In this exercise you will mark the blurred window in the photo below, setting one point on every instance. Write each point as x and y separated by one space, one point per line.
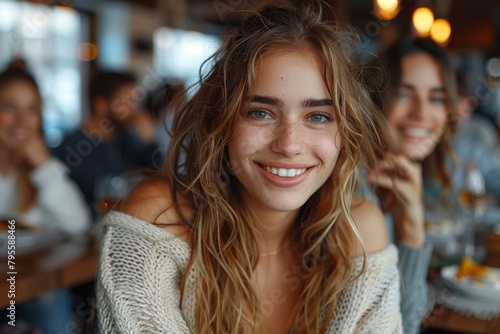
178 54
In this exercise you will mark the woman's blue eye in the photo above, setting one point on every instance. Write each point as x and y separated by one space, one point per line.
7 108
33 110
402 96
320 118
258 114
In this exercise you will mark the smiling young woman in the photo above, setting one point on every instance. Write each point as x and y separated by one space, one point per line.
253 226
420 103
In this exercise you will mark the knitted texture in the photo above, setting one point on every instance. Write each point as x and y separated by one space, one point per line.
141 267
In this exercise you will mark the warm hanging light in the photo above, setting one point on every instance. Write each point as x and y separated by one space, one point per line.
441 31
423 18
386 9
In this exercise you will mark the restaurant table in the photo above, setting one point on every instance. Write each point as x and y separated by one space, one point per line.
65 264
447 319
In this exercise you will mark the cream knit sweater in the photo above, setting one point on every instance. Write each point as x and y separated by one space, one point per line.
142 265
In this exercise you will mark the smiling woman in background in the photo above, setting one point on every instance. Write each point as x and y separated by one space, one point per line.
34 187
420 103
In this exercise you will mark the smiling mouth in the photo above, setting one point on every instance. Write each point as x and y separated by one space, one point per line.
416 132
284 172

◇ ◇ ◇ ◇ ◇

Problem statement:
Copy out every line of the records above word for word, leaving the pictures out of your answer.

Right answer:
In this exercise you will mark the blurred window in the photo below, setting one point on every instance. Write each point as x and y separated by one space, one point per line.
178 54
In this exercise you will mark the woman's blue eye in the photo above, setting one point on every instance. Write each point as x and y separated by one space, one point per line.
7 108
33 110
402 96
320 118
258 114
In this exercise you will mark the smiling young woman in the photo above, setting one point on every instance. Write each point as x and y separated by one space, one point per line.
253 226
420 103
In this exercise you will mark the knitted texture in the photo above, setting one point on every instance. Write each point as x and y separated by one space, one point per line.
141 267
In this exercise you will mark the warm hanging light in the photo above, setting one point on every instance. Write each point as x and y separated by one space, one point per line.
441 31
423 18
386 9
In this exercise you will mark the restaurant table in the photo above, setting one point on every instance. Write each point as x and y separated by one space, one point per line.
65 264
447 319
In this exercise you will mark the cream knit sweater in the photo above, setting one point on every instance. Write each point as x and y separated by one space, one point per line.
142 265
In this exercise you will mark the smiling woman in background in the photo above, setting one point on every instance. Write each point as x and y separated by one space, one point per line.
34 187
420 103
In this exercise you will mark the smiling mouth in the photo above, setting one point on every instance. Write each point as x and y separated by one space, one point per line.
416 132
284 172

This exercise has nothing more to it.